--- Data extract ---
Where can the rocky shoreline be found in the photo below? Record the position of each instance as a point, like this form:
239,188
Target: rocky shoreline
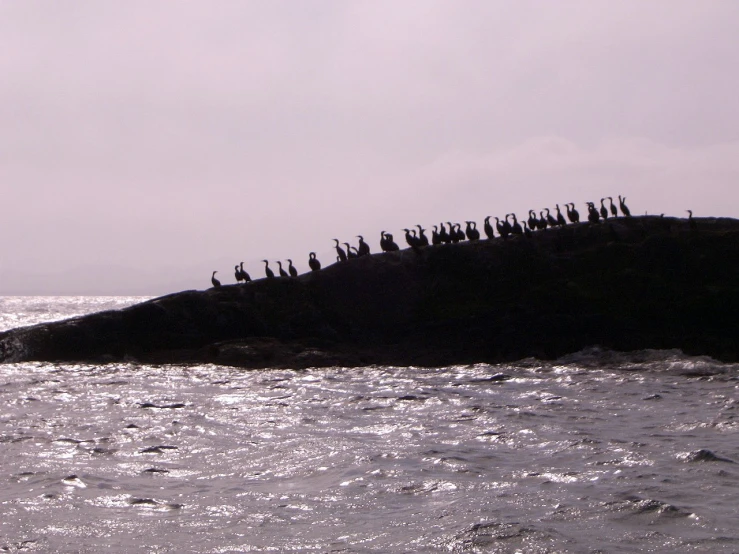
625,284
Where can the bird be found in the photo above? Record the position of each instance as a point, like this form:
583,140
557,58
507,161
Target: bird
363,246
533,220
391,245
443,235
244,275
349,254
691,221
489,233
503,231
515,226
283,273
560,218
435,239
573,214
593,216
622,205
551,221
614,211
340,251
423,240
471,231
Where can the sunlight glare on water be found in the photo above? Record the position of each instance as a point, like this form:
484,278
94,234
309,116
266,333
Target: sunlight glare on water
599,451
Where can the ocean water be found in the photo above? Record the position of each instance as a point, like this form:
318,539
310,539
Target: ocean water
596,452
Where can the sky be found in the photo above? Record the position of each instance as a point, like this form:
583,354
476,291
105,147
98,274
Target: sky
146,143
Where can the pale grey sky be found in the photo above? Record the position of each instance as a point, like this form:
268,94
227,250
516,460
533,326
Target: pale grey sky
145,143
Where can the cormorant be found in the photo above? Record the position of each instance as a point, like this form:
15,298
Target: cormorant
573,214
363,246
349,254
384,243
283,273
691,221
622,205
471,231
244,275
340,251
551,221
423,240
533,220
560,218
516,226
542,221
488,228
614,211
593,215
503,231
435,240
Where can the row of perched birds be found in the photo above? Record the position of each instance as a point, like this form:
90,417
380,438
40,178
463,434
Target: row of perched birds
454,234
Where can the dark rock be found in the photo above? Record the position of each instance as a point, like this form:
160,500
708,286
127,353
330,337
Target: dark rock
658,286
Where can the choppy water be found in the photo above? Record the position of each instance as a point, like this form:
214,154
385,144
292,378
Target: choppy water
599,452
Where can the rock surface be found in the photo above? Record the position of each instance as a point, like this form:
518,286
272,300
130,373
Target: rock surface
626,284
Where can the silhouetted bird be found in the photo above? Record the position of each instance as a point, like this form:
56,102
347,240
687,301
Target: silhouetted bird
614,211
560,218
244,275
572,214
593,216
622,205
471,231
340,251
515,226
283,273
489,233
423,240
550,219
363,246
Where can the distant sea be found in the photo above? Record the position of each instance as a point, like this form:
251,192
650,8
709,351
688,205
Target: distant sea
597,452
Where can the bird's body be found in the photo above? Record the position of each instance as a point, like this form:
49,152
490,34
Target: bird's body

--- Action item ---
Retype the records above exactly, pictures omitted.

--- Your solution ---
Where can the rocky shoreline be found in the photo below? Record the position of each instance as a point, like this form:
239,188
Target: rocky shoreline
625,284
Where can the bird be found in the photo above? Record the position of each instance as a point, like this form:
583,140
557,58
507,161
Target: bird
363,246
533,220
391,245
443,235
244,275
349,254
691,221
489,233
503,231
515,226
283,273
560,218
435,239
573,214
593,216
622,205
551,221
614,211
340,251
423,240
471,231
Where can the sunlight glare on water be found in the photo above? Record the position of each instance as a point, like this form:
484,278
94,234
309,116
266,333
Target: sunlight glare on water
599,451
Where can the ocean water be found in the photo above? Record the position of each instance as a point, like this form:
318,539
310,539
Target: ocean water
596,452
Where can the sky be found in the photo above? Record the position of each instance as a point, like this form:
583,354
476,291
105,147
98,274
Target: sky
146,143
Where can the pale grey sky be found in the photo above? Record the position of each instance as a point, like this form:
268,94
227,250
516,460
533,326
Target: pale grey sky
145,143
Where can the cormorant be found in the photo above? Record the position of each instance as a point, like this form:
15,298
Target: cormorant
573,214
363,246
349,254
384,243
283,273
691,221
622,205
471,231
244,275
340,251
551,221
423,240
533,220
560,218
516,226
542,221
488,228
614,211
593,215
503,231
435,240
Where can the row of perched birds be found in the photo above? Record the position of each instance as a point, like this form:
90,417
380,438
40,178
463,434
Target: row of perched birds
454,234
Where can the dark rock be found in the photo above? Record the position of each instance as a point, like this form:
160,500
708,286
127,353
330,337
Target: dark rock
658,286
Where can the choppy water be found in the photo above? Record the position of each instance as a point, like this form:
214,154
385,144
292,378
Target: choppy water
599,452
Where can the rock surface be found in the photo above? Record the position of each instance as a point, like this form:
518,286
272,300
130,373
Target: rock surface
626,284
Where can the silhouetted bird be found in the photo above? Record the position of each instance as a point, like this form:
56,102
347,240
687,301
Target: silhouetted bird
614,211
560,218
244,275
572,214
593,216
622,205
471,231
340,251
515,226
283,273
489,233
423,240
550,219
363,246
Where can the distant sea be found in the photo above? Record the position of each instance as a point, like this form:
251,192
650,8
709,351
688,205
Target: distant sea
597,452
Where can the bird's body be found in the photo above? Record the position of each instance as a point, like this form:
49,152
490,34
Target: bird's body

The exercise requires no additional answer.